Extracted data:
*****
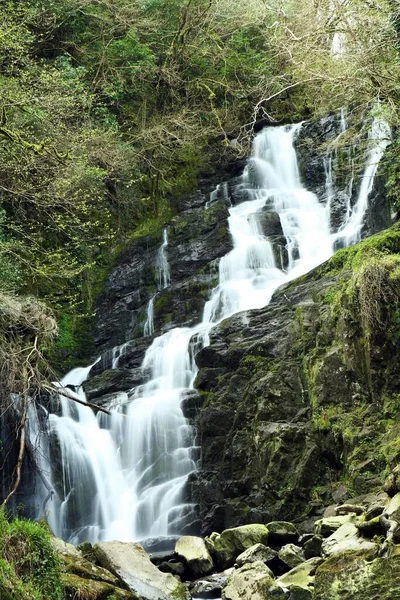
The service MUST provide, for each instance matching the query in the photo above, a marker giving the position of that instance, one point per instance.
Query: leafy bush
(29, 567)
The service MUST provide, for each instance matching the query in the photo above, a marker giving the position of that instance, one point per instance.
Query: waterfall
(123, 476)
(148, 328)
(162, 266)
(351, 230)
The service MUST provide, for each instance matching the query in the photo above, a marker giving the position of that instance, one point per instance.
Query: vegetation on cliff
(110, 110)
(29, 566)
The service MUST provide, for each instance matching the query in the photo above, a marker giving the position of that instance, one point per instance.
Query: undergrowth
(29, 567)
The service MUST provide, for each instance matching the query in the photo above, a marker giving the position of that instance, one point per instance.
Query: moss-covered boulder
(393, 508)
(258, 552)
(195, 554)
(301, 576)
(358, 576)
(131, 564)
(281, 533)
(232, 542)
(76, 587)
(347, 537)
(253, 581)
(87, 570)
(328, 526)
(291, 555)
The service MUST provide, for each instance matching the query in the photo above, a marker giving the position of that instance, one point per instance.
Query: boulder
(175, 568)
(281, 533)
(195, 554)
(392, 482)
(348, 509)
(232, 542)
(65, 549)
(313, 547)
(291, 555)
(325, 527)
(301, 576)
(130, 563)
(253, 581)
(358, 576)
(255, 553)
(211, 586)
(346, 538)
(86, 569)
(392, 510)
(79, 587)
(299, 593)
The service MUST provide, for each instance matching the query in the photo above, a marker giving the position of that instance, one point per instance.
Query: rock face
(130, 563)
(196, 237)
(327, 159)
(289, 407)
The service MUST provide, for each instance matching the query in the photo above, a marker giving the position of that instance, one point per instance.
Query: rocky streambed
(351, 553)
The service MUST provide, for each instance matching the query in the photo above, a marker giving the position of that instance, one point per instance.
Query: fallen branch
(55, 390)
(21, 451)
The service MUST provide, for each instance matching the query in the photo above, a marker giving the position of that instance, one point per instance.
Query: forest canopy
(111, 109)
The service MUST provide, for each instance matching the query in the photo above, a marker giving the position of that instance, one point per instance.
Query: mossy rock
(233, 542)
(253, 581)
(87, 570)
(79, 588)
(358, 576)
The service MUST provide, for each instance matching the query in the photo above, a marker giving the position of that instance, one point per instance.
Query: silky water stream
(123, 476)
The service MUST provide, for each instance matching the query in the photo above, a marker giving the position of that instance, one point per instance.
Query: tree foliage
(110, 109)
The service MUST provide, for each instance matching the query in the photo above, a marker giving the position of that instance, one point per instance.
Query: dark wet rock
(175, 568)
(268, 381)
(191, 403)
(282, 533)
(313, 547)
(270, 223)
(110, 382)
(210, 587)
(197, 237)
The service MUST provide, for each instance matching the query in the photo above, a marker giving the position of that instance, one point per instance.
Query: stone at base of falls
(83, 568)
(346, 538)
(393, 508)
(194, 552)
(392, 482)
(255, 553)
(291, 555)
(80, 587)
(313, 547)
(131, 564)
(325, 527)
(359, 576)
(281, 533)
(65, 549)
(301, 576)
(253, 581)
(227, 546)
(211, 586)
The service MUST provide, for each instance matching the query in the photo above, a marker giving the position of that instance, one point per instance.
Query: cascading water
(122, 476)
(351, 230)
(162, 265)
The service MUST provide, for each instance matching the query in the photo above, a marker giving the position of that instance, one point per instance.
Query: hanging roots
(27, 326)
(378, 292)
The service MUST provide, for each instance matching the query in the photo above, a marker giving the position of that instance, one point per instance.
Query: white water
(162, 266)
(149, 324)
(380, 136)
(123, 475)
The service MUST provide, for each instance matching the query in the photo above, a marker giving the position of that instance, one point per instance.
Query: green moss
(29, 567)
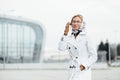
*****
Stated task: Pick out every line in the records above that contains the word "boulder". Case counts.

Response:
Query: moss-covered boulder
Query: boulder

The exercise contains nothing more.